◆ **WHAT IS EXPECTED**:
Please tally the lines below that contain the string "toilet" and reply with that figure only.
::: RECORD SET :::
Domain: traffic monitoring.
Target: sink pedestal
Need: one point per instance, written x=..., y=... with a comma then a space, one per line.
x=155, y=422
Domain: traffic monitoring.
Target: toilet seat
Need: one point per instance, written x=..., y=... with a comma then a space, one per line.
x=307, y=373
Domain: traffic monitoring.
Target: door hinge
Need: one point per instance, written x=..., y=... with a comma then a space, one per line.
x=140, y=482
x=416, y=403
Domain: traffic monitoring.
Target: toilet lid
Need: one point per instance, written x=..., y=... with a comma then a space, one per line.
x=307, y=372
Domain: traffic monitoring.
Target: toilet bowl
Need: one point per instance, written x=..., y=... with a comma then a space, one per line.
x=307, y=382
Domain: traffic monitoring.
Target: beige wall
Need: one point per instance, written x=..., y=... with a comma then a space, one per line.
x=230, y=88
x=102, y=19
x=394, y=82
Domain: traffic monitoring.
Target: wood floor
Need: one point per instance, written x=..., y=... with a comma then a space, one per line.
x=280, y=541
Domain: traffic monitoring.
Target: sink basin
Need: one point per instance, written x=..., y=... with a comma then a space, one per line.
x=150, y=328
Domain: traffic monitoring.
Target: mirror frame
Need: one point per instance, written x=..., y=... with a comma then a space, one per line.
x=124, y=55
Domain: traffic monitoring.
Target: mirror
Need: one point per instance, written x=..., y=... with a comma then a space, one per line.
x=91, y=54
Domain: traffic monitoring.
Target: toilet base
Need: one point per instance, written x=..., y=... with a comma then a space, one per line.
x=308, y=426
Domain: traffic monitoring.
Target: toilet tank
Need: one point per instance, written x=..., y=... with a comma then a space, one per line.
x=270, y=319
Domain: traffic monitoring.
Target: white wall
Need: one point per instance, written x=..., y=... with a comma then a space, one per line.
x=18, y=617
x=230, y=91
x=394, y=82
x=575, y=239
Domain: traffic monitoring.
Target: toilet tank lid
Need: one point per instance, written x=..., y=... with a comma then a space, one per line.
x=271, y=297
:::
◆ **PROBLEM SOLUTION**:
6